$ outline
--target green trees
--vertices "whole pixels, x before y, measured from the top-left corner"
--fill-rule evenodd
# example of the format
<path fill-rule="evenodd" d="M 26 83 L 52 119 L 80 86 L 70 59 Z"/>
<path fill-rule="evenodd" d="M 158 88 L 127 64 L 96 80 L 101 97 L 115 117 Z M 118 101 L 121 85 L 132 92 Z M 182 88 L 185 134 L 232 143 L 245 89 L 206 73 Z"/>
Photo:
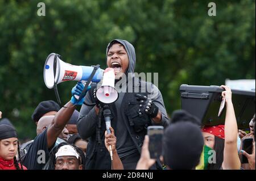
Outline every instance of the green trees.
<path fill-rule="evenodd" d="M 38 3 L 46 5 L 39 16 Z M 137 53 L 136 71 L 158 72 L 167 112 L 180 108 L 181 83 L 221 85 L 255 79 L 255 1 L 0 1 L 0 110 L 20 137 L 32 137 L 31 115 L 38 103 L 56 100 L 44 85 L 50 53 L 74 65 L 100 64 L 114 38 L 127 39 Z M 60 85 L 63 103 L 75 82 Z"/>

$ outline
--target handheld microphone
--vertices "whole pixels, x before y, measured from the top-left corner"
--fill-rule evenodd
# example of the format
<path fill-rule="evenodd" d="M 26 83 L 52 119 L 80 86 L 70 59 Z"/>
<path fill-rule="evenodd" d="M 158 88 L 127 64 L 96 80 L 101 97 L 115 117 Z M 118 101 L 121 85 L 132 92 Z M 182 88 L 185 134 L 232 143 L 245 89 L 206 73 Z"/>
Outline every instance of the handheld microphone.
<path fill-rule="evenodd" d="M 106 123 L 106 128 L 107 131 L 107 133 L 111 133 L 110 129 L 109 128 L 111 127 L 111 112 L 110 110 L 106 109 L 103 111 L 103 115 L 104 116 L 105 121 Z"/>
<path fill-rule="evenodd" d="M 106 109 L 103 111 L 103 115 L 104 116 L 105 122 L 106 123 L 106 128 L 108 134 L 111 133 L 110 129 L 109 128 L 111 127 L 111 111 L 109 109 Z M 112 147 L 111 145 L 109 145 L 109 148 L 110 150 L 110 157 L 111 161 L 113 161 L 113 152 L 112 152 Z"/>

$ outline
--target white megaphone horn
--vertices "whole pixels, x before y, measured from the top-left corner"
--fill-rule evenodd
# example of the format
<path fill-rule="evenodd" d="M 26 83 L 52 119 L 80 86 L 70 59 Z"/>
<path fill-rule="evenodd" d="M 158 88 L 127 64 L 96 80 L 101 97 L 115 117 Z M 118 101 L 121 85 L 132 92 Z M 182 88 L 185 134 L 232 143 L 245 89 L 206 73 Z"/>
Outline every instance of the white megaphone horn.
<path fill-rule="evenodd" d="M 86 81 L 93 69 L 92 66 L 73 65 L 66 63 L 61 60 L 59 55 L 52 53 L 48 56 L 44 64 L 44 83 L 48 88 L 52 89 L 55 85 L 64 81 Z M 98 68 L 92 82 L 99 82 L 102 78 L 104 71 Z"/>
<path fill-rule="evenodd" d="M 103 74 L 102 84 L 96 92 L 96 97 L 104 103 L 112 103 L 118 98 L 115 89 L 115 73 L 112 68 L 107 68 Z"/>

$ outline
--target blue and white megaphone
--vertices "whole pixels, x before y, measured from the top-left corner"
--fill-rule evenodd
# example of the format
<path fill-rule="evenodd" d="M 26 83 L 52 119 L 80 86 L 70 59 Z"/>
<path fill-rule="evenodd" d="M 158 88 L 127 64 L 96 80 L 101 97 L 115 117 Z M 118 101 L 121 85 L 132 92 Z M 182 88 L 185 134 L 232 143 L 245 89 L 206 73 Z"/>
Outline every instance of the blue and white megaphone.
<path fill-rule="evenodd" d="M 52 53 L 48 56 L 44 64 L 44 83 L 48 88 L 52 89 L 55 85 L 64 81 L 87 81 L 94 67 L 92 66 L 77 66 L 66 63 L 61 60 L 59 55 Z M 102 78 L 104 71 L 98 68 L 92 82 L 99 82 Z"/>
<path fill-rule="evenodd" d="M 63 61 L 61 58 L 60 56 L 54 53 L 51 53 L 46 58 L 44 79 L 46 86 L 49 89 L 52 89 L 55 85 L 68 81 L 87 81 L 94 69 L 92 66 L 71 65 Z M 102 85 L 97 89 L 96 96 L 102 103 L 111 103 L 118 99 L 118 93 L 115 89 L 114 70 L 111 68 L 106 70 L 103 75 L 104 70 L 98 68 L 92 82 L 98 83 L 102 79 Z M 56 95 L 56 96 L 58 99 L 59 95 Z M 79 96 L 75 96 L 79 99 Z"/>

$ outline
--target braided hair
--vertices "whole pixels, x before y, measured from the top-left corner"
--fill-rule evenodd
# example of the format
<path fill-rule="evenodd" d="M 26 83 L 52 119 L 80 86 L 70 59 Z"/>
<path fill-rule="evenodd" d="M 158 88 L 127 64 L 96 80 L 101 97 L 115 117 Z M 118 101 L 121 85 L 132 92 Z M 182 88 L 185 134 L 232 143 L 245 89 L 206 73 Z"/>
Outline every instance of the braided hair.
<path fill-rule="evenodd" d="M 85 169 L 85 156 L 82 150 L 73 144 L 68 144 L 66 142 L 63 142 L 59 144 L 57 146 L 55 146 L 51 151 L 49 154 L 49 170 L 55 170 L 56 164 L 55 154 L 58 151 L 59 149 L 64 145 L 71 145 L 79 155 L 79 158 L 78 159 L 79 165 L 82 165 L 82 170 Z"/>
──────────
- **Stated goal**:
Copy every one of the rows above character for character, and leave the pictures out of your copy.

- **In response**:
$ outline
--target green trees
--vertices "whole pixels, x before y, measured from the top-left corner"
--fill-rule evenodd
# example of the format
<path fill-rule="evenodd" d="M 26 83 L 52 119 L 80 86 L 70 59 Z"/>
<path fill-rule="evenodd" d="M 158 88 L 127 64 L 96 80 L 101 97 L 115 117 Z M 118 101 L 121 85 L 132 92 Z M 182 88 L 185 134 L 232 143 L 245 89 L 206 73 Z"/>
Photo:
Outline every instance of the green trees.
<path fill-rule="evenodd" d="M 38 3 L 46 5 L 39 16 Z M 137 53 L 136 71 L 158 72 L 167 112 L 180 108 L 181 83 L 221 85 L 255 79 L 255 1 L 0 1 L 0 110 L 20 137 L 32 137 L 31 115 L 38 103 L 56 100 L 44 85 L 50 53 L 74 65 L 100 64 L 114 38 L 127 39 Z M 60 85 L 63 103 L 75 82 Z"/>

$ outline
--target handheld microphone
--vertices "whole pixels, x before y, measured from the top-left corner"
--fill-rule evenodd
# example of the format
<path fill-rule="evenodd" d="M 26 83 L 52 119 L 80 86 L 70 59 Z"/>
<path fill-rule="evenodd" d="M 158 88 L 127 64 L 96 80 L 101 97 L 115 117 Z M 118 101 L 121 85 L 132 92 Z M 182 88 L 185 134 L 232 143 L 245 89 L 206 73 Z"/>
Outline every instance of the handheld microphone.
<path fill-rule="evenodd" d="M 106 123 L 106 128 L 107 131 L 107 133 L 111 133 L 110 129 L 109 128 L 111 127 L 111 112 L 110 110 L 106 109 L 103 111 L 103 115 L 104 116 L 105 121 Z"/>
<path fill-rule="evenodd" d="M 106 109 L 103 111 L 103 115 L 104 116 L 105 122 L 106 123 L 106 128 L 108 134 L 111 133 L 110 129 L 109 128 L 111 127 L 111 111 L 109 109 Z M 112 147 L 111 145 L 109 145 L 109 148 L 110 150 L 110 157 L 111 161 L 113 161 L 113 152 L 112 152 Z"/>

$ outline
--target white megaphone horn
--vertices "whole pixels, x before y, measured from the top-left corner"
--fill-rule evenodd
# example of the format
<path fill-rule="evenodd" d="M 26 83 L 52 119 L 80 86 L 70 59 Z"/>
<path fill-rule="evenodd" d="M 158 88 L 127 64 L 96 80 L 101 97 L 115 117 Z M 118 101 L 121 85 L 132 92 Z M 182 88 L 185 134 L 232 143 L 245 89 L 206 73 Z"/>
Outline every instance of the white megaphone horn.
<path fill-rule="evenodd" d="M 86 81 L 93 69 L 92 66 L 73 65 L 66 63 L 61 60 L 59 55 L 52 53 L 48 56 L 44 64 L 44 83 L 48 88 L 52 89 L 55 85 L 64 81 Z M 98 68 L 92 82 L 99 82 L 102 78 L 104 71 Z"/>
<path fill-rule="evenodd" d="M 103 74 L 102 84 L 96 92 L 96 97 L 104 103 L 112 103 L 118 98 L 115 89 L 115 73 L 112 68 L 107 68 Z"/>

$ outline
--target blue and white megaphone
--vertices "whole pixels, x before y, measured from the top-left corner"
--fill-rule evenodd
# example of the format
<path fill-rule="evenodd" d="M 26 83 L 52 119 L 80 86 L 70 59 Z"/>
<path fill-rule="evenodd" d="M 158 88 L 127 64 L 96 80 L 101 97 L 115 117 Z M 118 101 L 121 85 L 132 92 Z M 182 88 L 185 134 L 232 143 L 245 89 L 206 73 Z"/>
Outline every instance of the blue and white megaphone.
<path fill-rule="evenodd" d="M 52 53 L 48 56 L 44 64 L 44 83 L 48 88 L 52 89 L 55 85 L 64 81 L 87 81 L 94 67 L 92 66 L 77 66 L 66 63 L 61 60 L 59 55 Z M 102 78 L 104 71 L 98 68 L 92 82 L 99 82 Z"/>
<path fill-rule="evenodd" d="M 63 61 L 61 58 L 60 56 L 54 53 L 51 53 L 46 58 L 44 79 L 46 86 L 49 89 L 52 89 L 55 85 L 68 81 L 87 81 L 94 69 L 92 66 L 71 65 Z M 102 85 L 97 89 L 96 96 L 102 103 L 111 103 L 118 99 L 118 93 L 115 89 L 114 70 L 111 68 L 106 70 L 103 75 L 104 70 L 98 68 L 92 82 L 98 83 L 102 79 Z M 56 95 L 56 96 L 58 99 L 59 95 Z M 79 96 L 75 96 L 79 99 Z"/>

$ outline
--target braided hair
--vertices "whole pixels, x before y, measured from the top-left corner"
--fill-rule evenodd
# example of the format
<path fill-rule="evenodd" d="M 26 83 L 52 119 L 80 86 L 70 59 Z"/>
<path fill-rule="evenodd" d="M 158 88 L 127 64 L 96 80 L 101 97 L 115 117 Z M 118 101 L 121 85 L 132 92 Z M 182 88 L 185 134 L 232 143 L 245 89 L 206 73 Z"/>
Outline every instance of the braided hair.
<path fill-rule="evenodd" d="M 85 169 L 85 156 L 82 150 L 73 144 L 68 144 L 66 142 L 63 142 L 59 144 L 57 146 L 55 146 L 51 151 L 49 154 L 49 170 L 55 170 L 56 164 L 55 154 L 58 151 L 59 149 L 64 145 L 71 145 L 79 155 L 79 158 L 78 159 L 79 165 L 82 165 L 82 170 Z"/>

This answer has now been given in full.